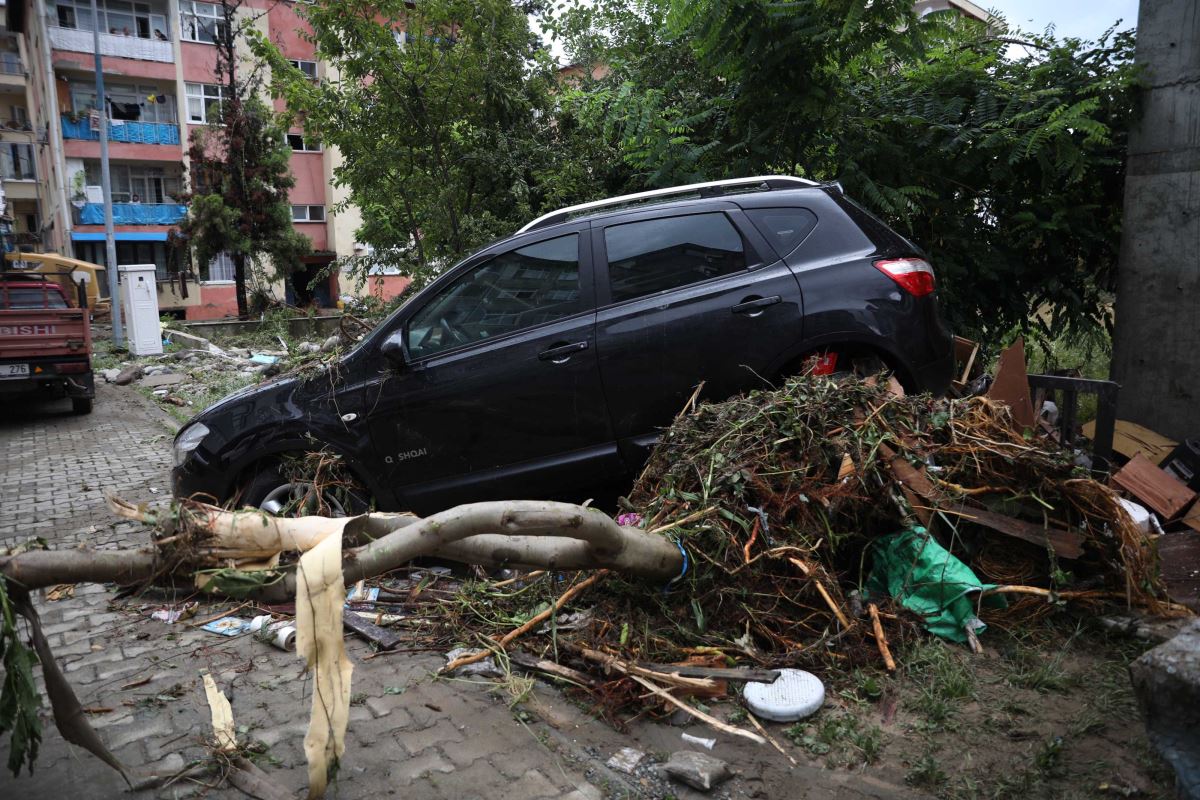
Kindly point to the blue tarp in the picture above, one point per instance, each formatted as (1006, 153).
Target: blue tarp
(120, 235)
(135, 214)
(120, 131)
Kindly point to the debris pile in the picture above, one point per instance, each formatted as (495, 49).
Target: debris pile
(784, 500)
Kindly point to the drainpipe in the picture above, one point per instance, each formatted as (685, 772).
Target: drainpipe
(54, 125)
(106, 182)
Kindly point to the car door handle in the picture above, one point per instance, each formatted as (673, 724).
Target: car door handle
(754, 307)
(562, 353)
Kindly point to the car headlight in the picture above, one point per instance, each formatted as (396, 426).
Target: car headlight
(189, 440)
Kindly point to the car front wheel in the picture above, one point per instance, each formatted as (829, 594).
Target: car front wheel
(285, 493)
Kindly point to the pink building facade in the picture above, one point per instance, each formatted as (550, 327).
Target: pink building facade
(161, 84)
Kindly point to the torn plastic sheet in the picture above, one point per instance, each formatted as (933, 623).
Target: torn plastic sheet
(928, 579)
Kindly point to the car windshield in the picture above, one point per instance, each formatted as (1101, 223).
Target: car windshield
(31, 298)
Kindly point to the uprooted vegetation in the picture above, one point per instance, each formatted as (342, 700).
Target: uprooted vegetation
(755, 537)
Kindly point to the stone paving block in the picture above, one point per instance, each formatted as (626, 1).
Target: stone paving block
(411, 769)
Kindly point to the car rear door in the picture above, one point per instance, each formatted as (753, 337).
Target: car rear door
(501, 395)
(683, 298)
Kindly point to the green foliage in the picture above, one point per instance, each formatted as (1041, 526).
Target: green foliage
(1003, 162)
(442, 113)
(240, 174)
(19, 699)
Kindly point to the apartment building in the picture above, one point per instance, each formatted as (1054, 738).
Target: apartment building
(161, 83)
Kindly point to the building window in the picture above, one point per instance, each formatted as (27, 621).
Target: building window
(204, 102)
(300, 144)
(136, 184)
(307, 67)
(307, 214)
(114, 17)
(220, 269)
(144, 103)
(17, 162)
(202, 22)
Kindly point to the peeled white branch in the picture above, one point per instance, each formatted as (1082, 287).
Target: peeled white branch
(515, 533)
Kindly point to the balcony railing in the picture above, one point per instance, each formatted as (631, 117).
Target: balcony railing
(124, 47)
(133, 214)
(123, 131)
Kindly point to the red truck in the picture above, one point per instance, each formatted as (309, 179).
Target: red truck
(45, 343)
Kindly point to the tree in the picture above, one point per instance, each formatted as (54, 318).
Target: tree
(239, 172)
(1007, 170)
(442, 113)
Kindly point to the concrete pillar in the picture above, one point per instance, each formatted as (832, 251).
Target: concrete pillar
(1157, 346)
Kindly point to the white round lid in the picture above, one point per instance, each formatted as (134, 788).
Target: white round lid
(793, 696)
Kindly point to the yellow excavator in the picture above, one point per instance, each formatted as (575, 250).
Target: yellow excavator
(66, 272)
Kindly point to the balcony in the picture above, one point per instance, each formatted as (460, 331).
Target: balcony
(11, 65)
(123, 131)
(123, 47)
(133, 214)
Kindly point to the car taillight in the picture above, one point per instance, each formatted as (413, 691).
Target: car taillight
(915, 275)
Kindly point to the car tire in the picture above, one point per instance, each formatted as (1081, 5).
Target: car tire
(280, 494)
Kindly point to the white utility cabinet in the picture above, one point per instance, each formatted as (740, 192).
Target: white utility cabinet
(139, 301)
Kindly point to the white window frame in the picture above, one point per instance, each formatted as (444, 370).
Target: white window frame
(199, 19)
(305, 212)
(306, 145)
(12, 156)
(310, 74)
(205, 94)
(222, 265)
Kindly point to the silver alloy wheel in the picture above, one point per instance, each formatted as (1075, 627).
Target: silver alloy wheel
(298, 500)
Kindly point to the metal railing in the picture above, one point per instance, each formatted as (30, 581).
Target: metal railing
(133, 132)
(118, 46)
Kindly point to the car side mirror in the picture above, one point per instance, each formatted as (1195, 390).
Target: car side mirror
(394, 349)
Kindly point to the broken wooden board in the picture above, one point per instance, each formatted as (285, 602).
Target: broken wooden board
(1012, 385)
(1152, 487)
(736, 674)
(965, 354)
(1180, 567)
(371, 632)
(1066, 543)
(551, 668)
(1129, 439)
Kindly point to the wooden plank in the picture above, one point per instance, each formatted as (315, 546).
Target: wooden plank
(1066, 543)
(383, 637)
(965, 353)
(1012, 385)
(1131, 439)
(687, 671)
(551, 668)
(1153, 488)
(1180, 567)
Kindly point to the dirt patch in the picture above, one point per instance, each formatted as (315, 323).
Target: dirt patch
(1039, 714)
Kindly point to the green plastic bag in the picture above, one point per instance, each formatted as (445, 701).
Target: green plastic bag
(925, 578)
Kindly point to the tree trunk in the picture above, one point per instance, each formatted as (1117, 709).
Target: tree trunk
(515, 533)
(239, 277)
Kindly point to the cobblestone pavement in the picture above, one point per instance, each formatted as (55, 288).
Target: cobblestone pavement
(409, 734)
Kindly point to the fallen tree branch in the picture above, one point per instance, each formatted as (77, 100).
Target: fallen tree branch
(479, 655)
(696, 713)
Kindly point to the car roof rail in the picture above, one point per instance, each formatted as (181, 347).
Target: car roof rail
(708, 188)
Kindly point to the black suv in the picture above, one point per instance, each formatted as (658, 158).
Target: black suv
(545, 365)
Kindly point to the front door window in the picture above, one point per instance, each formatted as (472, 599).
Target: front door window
(514, 290)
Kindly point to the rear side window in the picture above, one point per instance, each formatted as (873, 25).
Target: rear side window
(514, 290)
(786, 228)
(659, 254)
(30, 298)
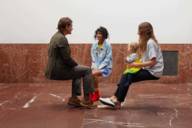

###

## Task instructions
All lines above from the one with "Kindly point to the car tire" to the one with "Kindly point to the car side", inclusive, should be copied exactly, and no other lines.

## Finished exercise
Kindly point to the car tire in the picture above, one point per instance, each formatted as (1081, 5).
Target: car tire
(280, 494)
Kindly point to the white utility cabinet in the picture above, one point per instance, each formatted as (740, 192).
Target: white utility cabinet
(139, 301)
Kindly point to the white window frame in the picture above, one point per instance, each formatted as (444, 370).
Target: white window frame
(199, 19)
(305, 212)
(306, 145)
(12, 156)
(310, 74)
(205, 94)
(222, 265)
Kindly point to the silver alloy wheel in the picture above, one point per instance, each formatted as (1075, 627).
Target: silver alloy wheel
(298, 500)
Kindly point to the metal railing in the picture above, one point per instance, each formatted as (30, 581).
Target: metal railing
(133, 132)
(118, 46)
Kindly point to the car side mirror in the picture above, one point per instance, each formatted as (1195, 390).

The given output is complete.